**WRITTEN EXERCISE:** Retype the whole listing below line for line, changing nothing, but leave out the pictures.

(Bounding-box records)
※ ※ ※

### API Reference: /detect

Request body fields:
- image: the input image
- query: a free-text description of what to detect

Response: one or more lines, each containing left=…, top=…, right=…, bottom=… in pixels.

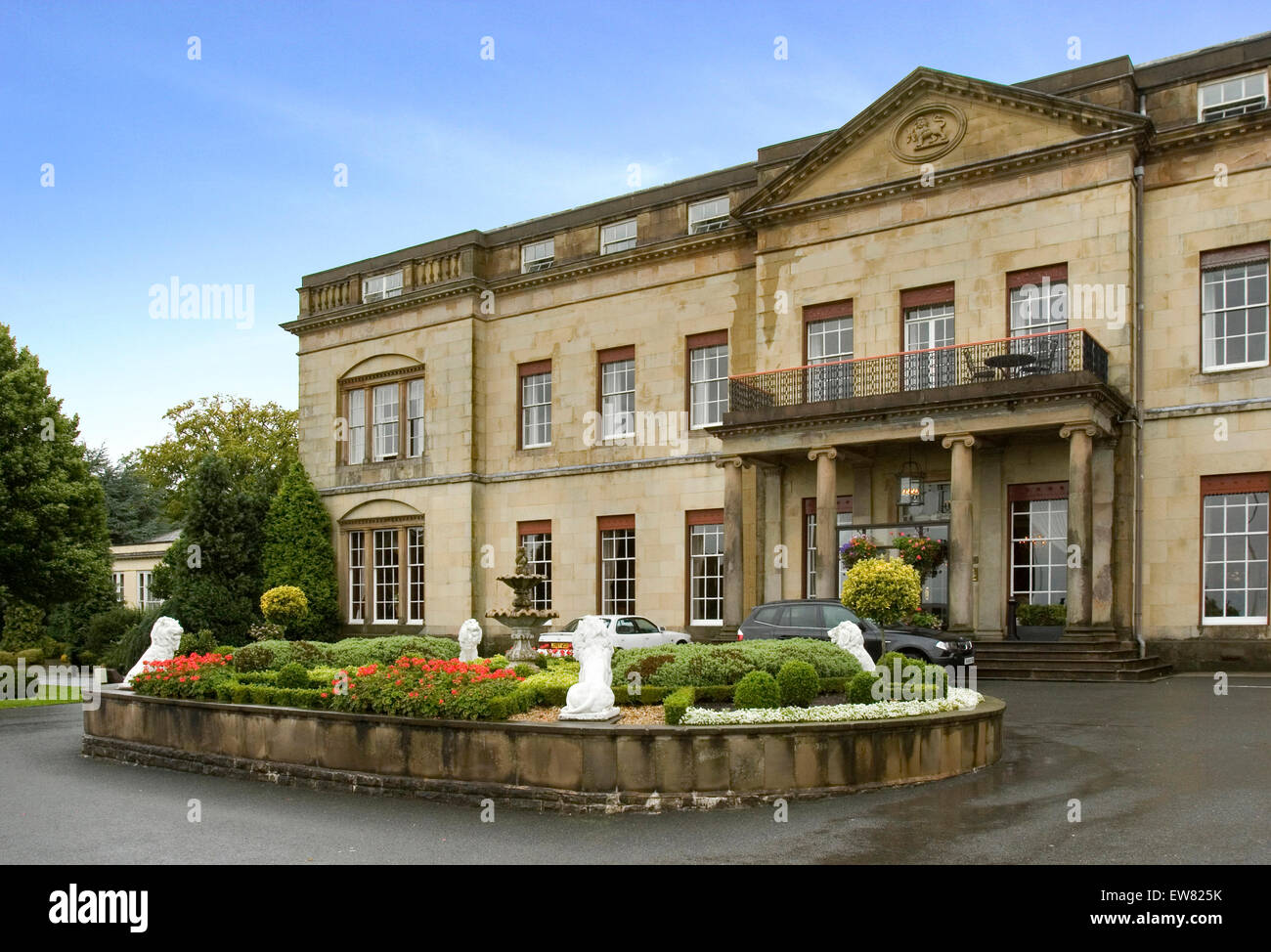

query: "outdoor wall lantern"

left=897, top=449, right=925, bottom=506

※ ※ ※

**COMPLETED TASK:**
### API Reference: /detect

Request body fields:
- image: the input image
- query: a free-text description of what to detect

Response: one or more lines, each containing left=…, top=…, right=…, bottom=… in pixels.


query: "outdoor wall lantern"

left=897, top=449, right=925, bottom=506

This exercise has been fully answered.